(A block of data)
=-=-=-=-=
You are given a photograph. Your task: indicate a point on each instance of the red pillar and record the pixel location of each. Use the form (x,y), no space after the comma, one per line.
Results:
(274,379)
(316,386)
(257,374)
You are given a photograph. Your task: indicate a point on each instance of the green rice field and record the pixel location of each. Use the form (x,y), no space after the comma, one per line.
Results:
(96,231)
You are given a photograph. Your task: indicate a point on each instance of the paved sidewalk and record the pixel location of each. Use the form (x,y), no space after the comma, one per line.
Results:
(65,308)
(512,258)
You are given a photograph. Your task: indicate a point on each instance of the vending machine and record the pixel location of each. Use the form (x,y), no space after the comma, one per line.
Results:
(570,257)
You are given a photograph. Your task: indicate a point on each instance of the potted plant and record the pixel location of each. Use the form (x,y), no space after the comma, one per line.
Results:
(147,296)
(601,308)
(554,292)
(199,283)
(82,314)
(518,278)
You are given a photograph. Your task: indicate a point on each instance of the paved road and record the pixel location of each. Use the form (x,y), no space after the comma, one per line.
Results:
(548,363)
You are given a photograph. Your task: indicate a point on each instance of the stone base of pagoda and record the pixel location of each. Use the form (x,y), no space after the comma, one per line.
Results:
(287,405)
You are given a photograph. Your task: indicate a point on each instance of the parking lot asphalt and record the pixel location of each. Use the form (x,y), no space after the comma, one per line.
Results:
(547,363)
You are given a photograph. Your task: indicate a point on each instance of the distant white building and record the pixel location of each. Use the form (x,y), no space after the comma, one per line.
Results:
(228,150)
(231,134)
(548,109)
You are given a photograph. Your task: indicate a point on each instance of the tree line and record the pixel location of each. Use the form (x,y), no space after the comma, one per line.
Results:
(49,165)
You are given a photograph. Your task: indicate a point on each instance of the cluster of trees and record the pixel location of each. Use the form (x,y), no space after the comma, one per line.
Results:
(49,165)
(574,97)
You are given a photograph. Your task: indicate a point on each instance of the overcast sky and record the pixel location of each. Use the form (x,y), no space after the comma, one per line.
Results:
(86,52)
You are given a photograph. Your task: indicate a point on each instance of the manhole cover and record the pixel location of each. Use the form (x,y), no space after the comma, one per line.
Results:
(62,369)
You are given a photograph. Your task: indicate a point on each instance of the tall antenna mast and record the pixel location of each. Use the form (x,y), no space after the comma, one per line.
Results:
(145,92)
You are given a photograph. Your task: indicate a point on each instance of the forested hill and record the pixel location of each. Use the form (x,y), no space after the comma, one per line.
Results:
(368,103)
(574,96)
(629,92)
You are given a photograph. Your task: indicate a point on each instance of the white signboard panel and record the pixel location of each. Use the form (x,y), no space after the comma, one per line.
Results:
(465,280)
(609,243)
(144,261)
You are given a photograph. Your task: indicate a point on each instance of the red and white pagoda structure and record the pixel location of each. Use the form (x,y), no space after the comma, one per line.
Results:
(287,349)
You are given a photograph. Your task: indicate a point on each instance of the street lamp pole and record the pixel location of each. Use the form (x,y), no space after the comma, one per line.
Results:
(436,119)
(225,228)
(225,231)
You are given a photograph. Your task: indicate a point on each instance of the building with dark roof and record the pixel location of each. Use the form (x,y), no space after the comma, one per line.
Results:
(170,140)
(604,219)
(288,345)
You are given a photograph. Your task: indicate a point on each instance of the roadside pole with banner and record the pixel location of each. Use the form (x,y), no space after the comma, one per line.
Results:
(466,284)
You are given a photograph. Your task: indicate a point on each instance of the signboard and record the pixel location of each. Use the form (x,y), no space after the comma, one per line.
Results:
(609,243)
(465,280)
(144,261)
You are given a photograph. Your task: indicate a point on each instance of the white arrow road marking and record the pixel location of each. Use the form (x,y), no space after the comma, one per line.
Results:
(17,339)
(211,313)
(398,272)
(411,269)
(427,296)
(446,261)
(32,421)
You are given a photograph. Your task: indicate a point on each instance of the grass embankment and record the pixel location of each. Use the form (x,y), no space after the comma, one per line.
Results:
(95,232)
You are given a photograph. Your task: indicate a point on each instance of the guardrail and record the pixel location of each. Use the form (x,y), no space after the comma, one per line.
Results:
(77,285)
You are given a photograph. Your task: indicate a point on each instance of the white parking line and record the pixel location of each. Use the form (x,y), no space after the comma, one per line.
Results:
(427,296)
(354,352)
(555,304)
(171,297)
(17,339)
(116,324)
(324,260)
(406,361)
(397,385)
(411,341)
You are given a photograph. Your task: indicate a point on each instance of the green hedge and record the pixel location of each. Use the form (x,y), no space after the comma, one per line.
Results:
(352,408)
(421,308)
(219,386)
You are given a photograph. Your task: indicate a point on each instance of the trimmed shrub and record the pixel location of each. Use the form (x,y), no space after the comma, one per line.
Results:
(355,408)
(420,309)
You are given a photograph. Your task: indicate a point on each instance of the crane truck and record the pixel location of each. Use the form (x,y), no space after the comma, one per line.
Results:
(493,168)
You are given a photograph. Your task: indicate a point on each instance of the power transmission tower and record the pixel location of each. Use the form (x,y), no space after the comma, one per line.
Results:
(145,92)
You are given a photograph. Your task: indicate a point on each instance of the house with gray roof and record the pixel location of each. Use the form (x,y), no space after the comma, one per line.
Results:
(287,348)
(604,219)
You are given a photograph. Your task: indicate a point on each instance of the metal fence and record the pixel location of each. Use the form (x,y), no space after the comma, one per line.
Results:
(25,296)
=-=-=-=-=
* [TASK DIRECTIONS] Convert all of the data above into a two-column CSV with the header row instruction,coordinates, giving one row per instruction. Put each instruction's text and its list of points in separate double-quoted fields, replacing line breaks with spaces.

* [RESPONSE TO THE TASK]
instruction,coordinates
"You are given a photograph. Your task: indicate a point on each instance of the red pillar and record the pixel location of each. Use the form (x,y), no space after the comma, one per line. Results:","(274,379) (316,386) (257,374)"
"You are given a photograph. Your task: indicate a point on each instance of the green rice field and record the pixel location of each. Use the form (x,y), no space after the comma, one per line. Results:","(96,231)"
"You are given a photograph. Your task: indicate a point on each instance of the paved sidewalk and record the pixel location of each. Use the form (x,y), no space after the comma, one per line. Results:","(65,308) (512,258)"
"You are given a photograph. Your task: indicate a point on each instance of the vending machine and record the pixel location of each. Use the form (x,y), no space after the comma, one per line. Results:","(570,257)"
"You are given a photograph. Your task: indicate a point on each instance of the potted plant and record the pixel location of each. Use the form (x,y), no space after the comma, one per line. Results:","(147,296) (601,308) (554,292) (199,283) (82,314) (518,278)"
"You are given a photograph. Your task: indicate a point on each instance of the paved road and record the pixel location of each. Use the form (x,y), no space after the comma, one per line. Results:","(548,363)"
"You are given a photograph. Your task: indicate a point on each instance of the stone base of pagoda and record the pixel location of each. Use the form (x,y), no space after the comma, one per line. Results:","(287,405)"
"You are given a photograph. Your task: indicate a point on each instance of the parking lot asphalt and record the pixel location of each. Use the form (x,y), no space after the comma, one per line. Results:","(547,363)"
"You are given a photograph. Your task: indicate a point on each instance of the distant white building and record the pixel location of each. Use the form (x,y), no space after the comma, one per line. Results:","(228,150) (231,134) (548,109)"
"You are given a photograph. Your task: indicate a point on each instance of the tree line and record the pixel location of each. Use the form (x,y), no space after the comma, one per line. Results:","(49,165)"
"You are given a photograph. Your task: indicate a point on each instance of the cluster of trees and record the pixel location of each. Use the form (x,y), no space after the comma, one per line. Results:","(49,165) (574,97)"
"You are given a photograph. Your task: indicate a point on each instance of the overcast sky and record the pixel location of each. Use the form (x,y), no space after the comma, one per line. Results:","(86,52)"
"You are given a photograph. Your task: indicate a point on each instance of the manhole cover and record the pixel location of each. Use the form (x,y), no space after the comma, one per line. Results:","(62,369)"
"You are given a photograph. Your task: indicate a point on each instance of the tall antenna mast and record the pixel location of each. Use the form (x,y), no space after the comma, one per line. Results:","(145,92)"
"You are given a photograph. Your task: indicate a point on each instance of the forested hill and record the pixel location of each. Use the form (x,y), no space after the comma, one per line. Results:","(368,103) (574,96) (629,92)"
"You are given a photograph. Your task: indicate a point on each instance of the white signboard panel and record the pixel location of each. Use the form (x,y), no space after the comma, one per line. Results:","(465,280) (609,243) (144,261)"
"You are given a photograph. Your task: indicate a point on each instance of the red and white pagoda structure and record the pixel location of each. Use the form (x,y), no space after the comma, one per line. Results:","(287,349)"
"You are given a photograph. Your task: indicate a point on each instance of the street lamp pole and record the pixel location of each. Use the form (x,y), no space after the comma, one per line. Results:","(436,119) (225,228) (225,231)"
"You are given a photograph. Your task: indicate a point on each instance of the building with dark roof and record the pixel location of each. Use the form (x,y), no space after the comma, one per line. Results:","(170,140) (604,219) (288,345)"
"You are given a photograph. Your task: indicate a point on each instance of the roadside pole with banner and record the pixel location of each. Use the form (x,y), no space after the comma, one per line. Results:","(466,284)"
"You are given a photograph. Your task: indicate a point on each instance of the signboard and record the pixel location of each. Use the form (x,y), no space after the comma, one per line. Results:","(609,243) (465,280) (144,261)"
"You are given a photograph. Your task: indicate a point on each instance of the white arrow road marking and record the pixel location of each. Use the form (x,y), no space after the comma, one per line. Results:","(17,339) (211,313) (398,272) (411,269) (427,296) (446,261) (32,421)"
"You are given a photograph. Your task: indicate a point on each instance of the grass embankment and record the pixel location of each. Use the form (x,y), no space after the comma, one per line. Results:","(95,232)"
"You are given a photograph. Your task: indicate a point on each instance of the guardrail and record the pixel location of each. Use the form (x,y), no space after the comma, one per line. Results:","(77,285)"
"You are given a photograph. Your task: indicate a point on each instance of the white parking line and record the pixel location of each. Use the form (x,y), no space after the comma, one per line. Results:","(427,296) (354,352) (555,304) (171,297) (17,339) (116,324) (324,260) (406,361) (397,385) (411,341)"
"You are given a photograph. Your task: indicate a point on each instance of the green hedge and record the pixel location of each. Use the form (x,y), no space after the comma, one per line. Results:","(352,408) (421,308) (219,386)"
"You are given a photograph. Your task: indicate a point on each instance of the trimmed shrub and record the pixel location of each. Use the form (x,y), no space after the comma, one per line. Results:","(355,408) (420,309)"
"You are given a photograph. Your task: indicate a point on each instance of the crane truck and record the pixel location of each. Use the form (x,y), no space after the comma, one per line. Results:","(493,168)"
"You are given a photograph. Your task: indicate a point on each instance of the power transmission tower and record the pixel location of each. Use the form (x,y), no space after the comma, one per line. Results:","(145,92)"
"You are given a photograph. Your task: indicate a point on each instance of the house with gray roof and record the pixel location of each. Use the form (x,y), no space after the comma, one per line. Results:","(287,348) (604,219)"
"You are given a photograph. Your task: indicate a point on each instance of the metal fence and record the pixel location of each. Use the form (x,y), no space after the comma, one per line. Results:","(25,296)"